» **WHAT TO DO**
Copy out every one of the following entries line for line, with no changes to any wording, symbol or spacing.
◆ ◆ ◆
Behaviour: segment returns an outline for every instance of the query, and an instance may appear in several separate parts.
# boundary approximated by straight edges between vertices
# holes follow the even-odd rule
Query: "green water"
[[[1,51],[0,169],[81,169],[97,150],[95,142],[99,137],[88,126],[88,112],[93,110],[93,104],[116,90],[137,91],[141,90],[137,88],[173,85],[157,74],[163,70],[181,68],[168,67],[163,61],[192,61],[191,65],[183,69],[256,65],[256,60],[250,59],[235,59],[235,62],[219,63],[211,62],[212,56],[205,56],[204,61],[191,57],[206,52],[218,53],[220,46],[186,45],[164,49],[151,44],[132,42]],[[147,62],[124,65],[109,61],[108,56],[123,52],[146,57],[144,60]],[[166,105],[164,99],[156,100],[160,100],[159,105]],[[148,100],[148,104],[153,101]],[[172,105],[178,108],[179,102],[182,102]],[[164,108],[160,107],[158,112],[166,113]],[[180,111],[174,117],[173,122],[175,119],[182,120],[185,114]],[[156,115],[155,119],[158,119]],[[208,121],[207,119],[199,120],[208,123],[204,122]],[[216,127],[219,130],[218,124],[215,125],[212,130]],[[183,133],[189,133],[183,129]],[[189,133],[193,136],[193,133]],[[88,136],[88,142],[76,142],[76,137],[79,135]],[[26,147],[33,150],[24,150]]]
◆ ◆ ◆
» **RESPONSE**
Behaviour: segment returns an outline for every instance of the query, and an instance may appear in several separate parts.
# boundary approximated by straight edges between vertices
# holes follow the even-odd rule
Query: "green water"
[[[1,51],[0,169],[81,169],[97,150],[95,142],[99,137],[88,126],[88,112],[93,110],[93,104],[116,90],[137,91],[141,90],[137,88],[173,85],[157,74],[163,70],[181,68],[168,67],[163,61],[192,61],[191,65],[183,69],[256,65],[256,60],[250,59],[235,59],[235,62],[219,63],[211,62],[212,56],[205,56],[204,61],[191,57],[206,52],[218,53],[220,46],[186,45],[164,49],[151,44],[132,42]],[[147,62],[124,65],[109,61],[108,56],[123,52],[146,57],[144,60]],[[166,105],[164,99],[156,100],[160,100],[159,105]],[[148,100],[148,104],[153,101]],[[172,105],[178,108],[179,102],[182,102]],[[164,108],[160,107],[158,112],[166,113]],[[180,111],[174,117],[173,122],[175,119],[182,120],[185,114]],[[156,115],[155,119],[158,119]],[[208,121],[207,119],[199,120],[208,123],[204,122]],[[216,127],[219,130],[218,124],[215,125],[212,130]],[[183,133],[189,133],[183,129]],[[189,133],[193,136],[193,133]],[[88,136],[88,142],[76,142],[76,137],[79,135]],[[26,147],[33,150],[24,150]]]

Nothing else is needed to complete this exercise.